Document
::::::
Ladies and gentlemen, we are officially five days away from this year's Academy Awards! It is an exciting time that is finally coming to a close. As everyone catches up with their last minute viewings and predictions, I thought that I would take a break and commemorate the countdown with a look at my Top 10 favorite acting nominees who have five or more nominations to their credit. After pointing out lists of favorite movies and directors, I figured that it was time to understand me through the performances that shape how I perceive the ceremony and thus better reflect what I look for in performances.
In compiling this list, I had to set myself some criteria. Besides having to have five or more nominations, there were rules within rules. Since I am looking at performances, any actor who has five nominations but not all of them are for acting are disqualified. For example: Leonardo DiCaprio earns his fifth Oscar nomination this year, but because one of them is for Best Picture (as producer), he is ineligible until he receives another acting nomination. Same goes for Oscar record breaker and juggernaut George Clooney or Kenneth Branagh.
On top of this, I have decided to also only qualify performers whose films I have seen. While this leaves out a good portion of the more familiar names, including Katherine Hepburn and Spencer Tracy. Due to the vast amount of nominations, I have also limited the selections to include those in which I have seen over half of their nominated performances with the general mean being three. This unfortunately cuts out personal favorites such as Audrey Hepburn and Kate Winslet.
With all of this established, I decided to judge solely on the Oscar nominated performances instead of the body of work. This is to allow a better understanding of why I like these performers without misleading into tangential territory over career choices. Other than that, the following is ranked solely on how much I liked the performers and those with more enjoyable performances are likely to rank higher. I am aware that this list does seem a little familiar in terms of names, but please consider my rules and the understanding that I am trying to build my film viewing vocabulary each and every day to include those older greats. I have also placed asterisks next to work that I feel is noteworthy.
Best Actor: Five Easy Pieces, The Last Detail*, Chinatown*, One Flew Over the Cuckoo's Nest*, Prizzi's Honor, Ironweed, As Good as It Gets, About Schmidt*
Best Supporting Actor: Easy Rider, Red, Terms of Endearment, A Few Good Men
As anyone who has followed my Oscar challenge reporting knows, I love One Flew Over the Cuckoo's Nest. It ranks as one of the greatest films in Academy Award history to challenge societal norms and give us one of the many definitive performances by Jack Nicholson, who also is one of my favorite actors in general. His defiant cockiness has done wonders for him over the years and up until his much deserved nomination for About Schmidt, he has chronicled the defiant generation that came out of the Vietnam War eager to change the world, even as they grew older and noticed their weaknesses. Not only is he the most nominated actor, but he has some of the most iconic performances in the nominations as well. There is a reason that he has come to be the definitive Oscar guest and that only comes with receiving that many nominations in four different decades. An achievement that very few can match.
::::::
Given instruction 1
Quote the passage from the Oscar nominees post starting at "On top of this, I" and ending at "and Kate Winslet.".
Given instruction 2
List every film that the Oscar nominees post marks with an asterisk.

Excerpted records
::::::
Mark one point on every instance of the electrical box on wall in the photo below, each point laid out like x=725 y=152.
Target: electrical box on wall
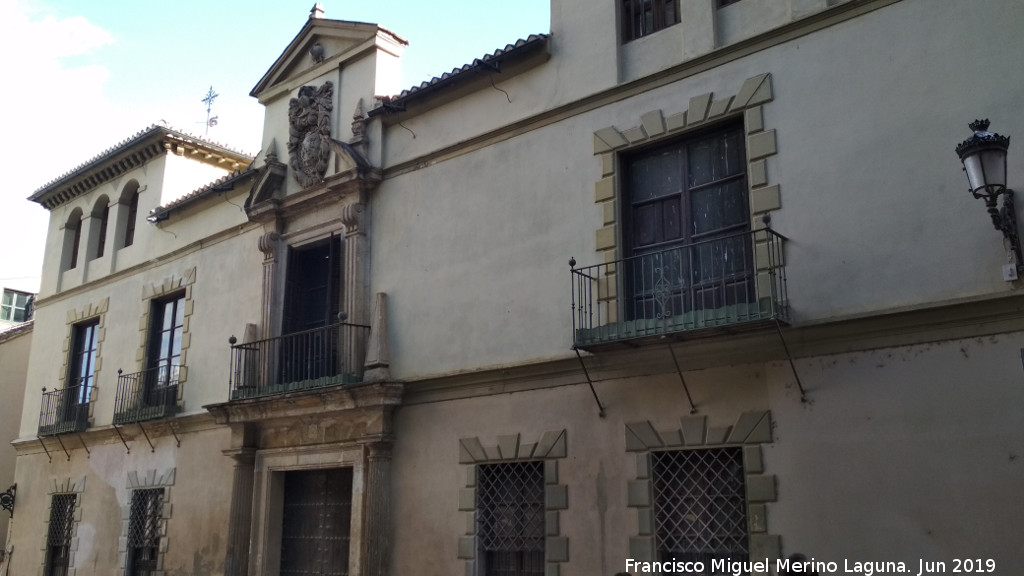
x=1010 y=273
::::::
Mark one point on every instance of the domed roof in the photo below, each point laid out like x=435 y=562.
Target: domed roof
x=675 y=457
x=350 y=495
::::::
Complete answer 1
On top of this, I have decided to also only qualify performers whose films I have seen. While this leaves out a good portion of the more familiar names, including Katherine Hepburn and Spencer Tracy. Due to the vast amount of nominations, I have also limited the selections to include those in which I have seen over half of their nominated performances with the general mean being three. This unfortunately cuts out personal favorites such as Audrey Hepburn and Kate Winslet.

Complete answer 2
The Last Detail
Chinatown
One Flew Over the Cuckoo's Nest
About Schmidt